● Problem to work on
Put each line of the data below into a JSON list of strings, one string per line, and leave out the blank lines.

● Exercise materials
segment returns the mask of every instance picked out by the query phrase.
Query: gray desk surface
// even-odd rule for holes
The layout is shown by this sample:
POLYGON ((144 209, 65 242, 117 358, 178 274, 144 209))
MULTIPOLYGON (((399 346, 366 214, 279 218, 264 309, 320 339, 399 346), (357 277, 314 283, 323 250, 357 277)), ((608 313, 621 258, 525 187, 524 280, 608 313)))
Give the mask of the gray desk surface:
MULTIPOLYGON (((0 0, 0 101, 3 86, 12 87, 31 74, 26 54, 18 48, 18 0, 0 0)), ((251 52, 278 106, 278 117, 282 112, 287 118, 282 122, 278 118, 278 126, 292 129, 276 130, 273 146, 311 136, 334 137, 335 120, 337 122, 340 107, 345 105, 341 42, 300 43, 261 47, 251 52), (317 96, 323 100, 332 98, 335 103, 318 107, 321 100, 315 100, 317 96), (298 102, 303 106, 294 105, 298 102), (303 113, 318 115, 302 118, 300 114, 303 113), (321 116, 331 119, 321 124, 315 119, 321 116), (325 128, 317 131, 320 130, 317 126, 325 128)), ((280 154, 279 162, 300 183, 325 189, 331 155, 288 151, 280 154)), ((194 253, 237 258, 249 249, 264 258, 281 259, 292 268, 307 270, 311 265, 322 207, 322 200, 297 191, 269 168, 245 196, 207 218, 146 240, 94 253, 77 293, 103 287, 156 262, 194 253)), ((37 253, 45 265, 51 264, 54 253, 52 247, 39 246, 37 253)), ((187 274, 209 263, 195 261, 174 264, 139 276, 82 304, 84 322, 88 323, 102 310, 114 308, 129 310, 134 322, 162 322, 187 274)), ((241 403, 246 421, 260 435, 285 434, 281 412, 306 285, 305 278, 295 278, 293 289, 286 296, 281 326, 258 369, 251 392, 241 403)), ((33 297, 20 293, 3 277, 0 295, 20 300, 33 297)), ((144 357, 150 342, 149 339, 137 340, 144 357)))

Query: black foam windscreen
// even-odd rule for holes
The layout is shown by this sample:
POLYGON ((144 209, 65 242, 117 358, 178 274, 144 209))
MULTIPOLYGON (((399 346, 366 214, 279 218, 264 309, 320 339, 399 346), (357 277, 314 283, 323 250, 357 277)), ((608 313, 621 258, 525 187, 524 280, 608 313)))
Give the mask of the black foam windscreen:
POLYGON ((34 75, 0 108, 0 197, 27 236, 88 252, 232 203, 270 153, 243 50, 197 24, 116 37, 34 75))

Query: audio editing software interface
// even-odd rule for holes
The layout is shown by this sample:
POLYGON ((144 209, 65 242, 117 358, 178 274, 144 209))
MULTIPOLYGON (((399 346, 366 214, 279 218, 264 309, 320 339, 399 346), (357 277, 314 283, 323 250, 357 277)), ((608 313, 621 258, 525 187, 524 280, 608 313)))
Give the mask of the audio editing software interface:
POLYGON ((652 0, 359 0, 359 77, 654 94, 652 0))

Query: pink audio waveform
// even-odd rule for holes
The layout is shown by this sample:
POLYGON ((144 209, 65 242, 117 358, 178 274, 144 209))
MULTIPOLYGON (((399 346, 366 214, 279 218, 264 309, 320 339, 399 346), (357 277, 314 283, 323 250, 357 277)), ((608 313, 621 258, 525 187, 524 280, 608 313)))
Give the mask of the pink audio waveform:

● Exercise answer
[
  "segment returns the mask of every instance picked out by the query phrase.",
  "Query: gray desk surface",
  "// even-odd rule for holes",
  "The layout is shown by this sample:",
  "POLYGON ((144 209, 65 242, 117 358, 178 274, 144 209))",
  "MULTIPOLYGON (((399 346, 366 214, 279 218, 264 309, 320 339, 399 346), (357 277, 314 283, 323 250, 357 277)), ((608 313, 621 258, 525 187, 524 280, 608 313)))",
  "Give the mask of the gray desk surface:",
  "MULTIPOLYGON (((0 0, 0 101, 3 86, 12 87, 31 74, 26 54, 18 48, 18 0, 0 0)), ((251 52, 278 106, 278 117, 282 112, 287 118, 282 122, 278 118, 278 126, 292 129, 276 130, 273 146, 311 136, 334 137, 335 120, 337 122, 340 107, 345 105, 341 42, 300 43, 261 47, 251 52), (317 96, 323 100, 332 98, 335 103, 318 107, 321 100, 315 100, 317 96), (298 102, 303 106, 294 105, 298 102), (303 113, 318 115, 302 118, 300 114, 303 113), (321 116, 331 119, 321 124, 315 119, 321 116), (325 128, 317 131, 320 130, 317 126, 325 128)), ((280 154, 279 162, 300 183, 325 189, 331 155, 288 151, 280 154)), ((194 253, 237 258, 249 249, 264 258, 281 259, 292 268, 307 270, 311 265, 322 207, 322 200, 297 191, 269 168, 245 196, 207 218, 146 240, 94 253, 77 293, 103 287, 156 262, 194 253)), ((37 253, 45 265, 51 264, 54 253, 52 247, 39 246, 37 253)), ((187 274, 209 263, 195 261, 174 264, 139 276, 82 304, 84 322, 88 323, 102 310, 114 308, 129 310, 134 322, 162 322, 187 274)), ((241 403, 246 421, 260 435, 285 434, 281 412, 306 285, 305 278, 295 278, 293 289, 286 296, 281 326, 258 369, 251 392, 241 403)), ((33 297, 20 293, 3 277, 0 295, 20 300, 33 297)), ((144 357, 150 342, 149 339, 137 340, 144 357)))",
  "Query: black foam windscreen",
  "// even-odd rule for holes",
  "The layout is shown by this sample:",
  "POLYGON ((144 209, 65 242, 117 358, 178 274, 144 209))",
  "MULTIPOLYGON (((399 346, 366 214, 279 218, 264 309, 320 339, 399 346), (357 277, 314 283, 323 250, 357 277)), ((608 313, 621 258, 525 187, 524 280, 608 313)))",
  "Give the mask of the black foam windscreen:",
  "POLYGON ((34 75, 0 108, 0 197, 27 236, 88 252, 232 203, 270 153, 243 50, 197 24, 116 37, 34 75))",
  "Query: audio editing software interface",
  "// even-odd rule for holes",
  "The layout is shown by this sample:",
  "POLYGON ((144 209, 65 242, 117 358, 178 274, 144 209))",
  "MULTIPOLYGON (((399 346, 366 214, 279 218, 264 309, 320 339, 399 346), (357 277, 314 283, 323 250, 357 277)), ((608 313, 621 258, 525 187, 524 280, 608 313)))",
  "Give the mask of the audio editing software interface:",
  "POLYGON ((652 0, 359 0, 359 77, 654 94, 652 0))",
  "Query: pink audio waveform",
  "// even-odd rule for holes",
  "The layout is shown by this sample:",
  "POLYGON ((144 209, 65 242, 117 358, 178 274, 144 209))",
  "MULTIPOLYGON (((399 346, 366 214, 279 218, 264 309, 320 339, 399 346), (357 277, 314 283, 323 250, 357 277)), ((608 313, 621 258, 525 187, 524 280, 608 313)))",
  "Give the mask of the pink audio waveform:"
]